** AUFGABEN **
1. Beantworten Sie folgende Fragen zur Buchbesprechung:
(a) Auf welcher Fahrt wurde das Buch begonnen, und auf welcher wurde es ausgelesen?
(b) Wie alt ist Alper Kamu?
(c) Wer wurde in dem Mordfall getötet?
2. Fassen Sie den Absatz der Buchbesprechung, der mit „Bei dem Mordfall handelt es sich“ beginnt, in knapperer Form zusammen, ohne seine wesentlichen Fakten wegzulassen.
3. Nennen Sie alle Umstände, die laut der Buchbesprechung genannt werden, trotz derer das Buch nicht beiseitegelegt werden konnte.

** TEXTAUSZUG **

══════════

„Söhne und siechende Seelen“ habe ich auf der Bahnfahrt zur Leipziger Buchmesse angefangen und auf der Rückfahrt nach Hause ausgelesen. Trotz vollem Zug, Kindergebrüll, telefonierenden Geschäftsmännern und eigener Messemüdigkeit konnte ich dieses wunderbare Buch einfach nicht beiseite legen.
Alper Canigüz (bitte um Entschuldigung, aber aus irgendeinem Grund weigert sich mein Computer aus dem i ein i ohne Punkt zu machen, trotz Sonderzeicheneingabe) erzählt die Geschichte von Alper Kamu. Einem kleinen fünfjährigen Literaturliebhaber, der seine Eltern überzeugt hat, dass der Kindergarten unnötig für ihn sei und den Chef seines Vaters erpressen will, damit dieser nicht versetzt wird. Ein interessantes Bürschchen also, das sich keiner Herausforderung wiedersetzt- sei es die Aufklärung eines Mordes, ein Sprachduell mit dem gefürchteten Staatsanwalt oder die Verteidigung der Fußballerehre seiner Freunde und Spielgefährten. Vorlaut, clever und mit weisen Sprüchen kämpft sich Alper durch den Alltag und hat bei aller spannungsgeladener Ausflüge und Freiheiten trotz allem die gleichen Probleme, wie viele andere Fünfjährige auch: Er mag es nicht, wenn seine Eltern sich streiten, sucht Aufmerksamkeit oder einfach nur einen guten Freund zum Reden.
Bei dem Mordfall handelt es sich um den Mord am ehemaligen Polizeidirektor, der in der Nachbarschaft von Alper wohnt. Aufgrund seiner Neugierde ist er als erster am Tatort und somit ein wichtiger Zeuge. Seiner Meinung nach verdächtigt die Polizei sofort den Falschen – und Alper macht es sich ab sofort zur Aufgabe, diesen zu entlasten und die Wahrheit herauszufinden.

══════════

** BEREITGESTELLTES MATERIAL **
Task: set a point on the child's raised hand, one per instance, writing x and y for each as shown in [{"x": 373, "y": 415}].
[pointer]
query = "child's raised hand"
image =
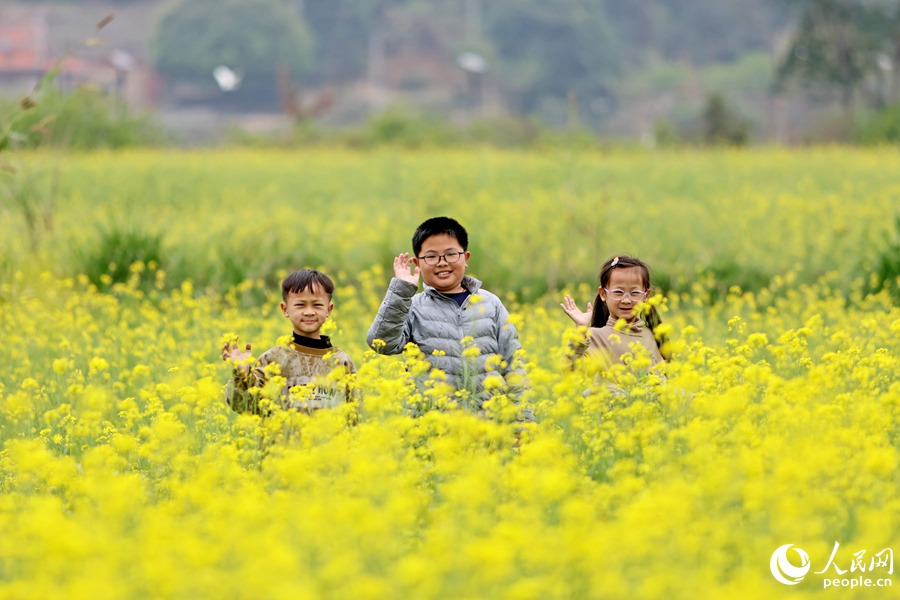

══════════

** LÖSUNGEN **
1.
(a) Begonnen wurde es auf der Bahnfahrt zur Leipziger Buchmesse, ausgelesen auf der Rückfahrt nach Hause.
(b) Er ist fünf Jahre alt.
(c) Getötet wurde der ehemalige Polizeidirektor, der in Alpers Nachbarschaft wohnt.

2. Ermordet wurde der ehemalige Polizeidirektor aus Alpers Nachbarschaft. Aus Neugier ist Alper als Erster am Tatort und damit ein wichtiger Zeuge. Weil die Polizei seiner Ansicht nach den Falschen verdächtigt, will er diesen entlasten und die Wahrheit herausfinden.

3.
- voller Zug
- Kindergebrüll
- telefonierende Geschäftsmänner
- eigene Messemüdigkeit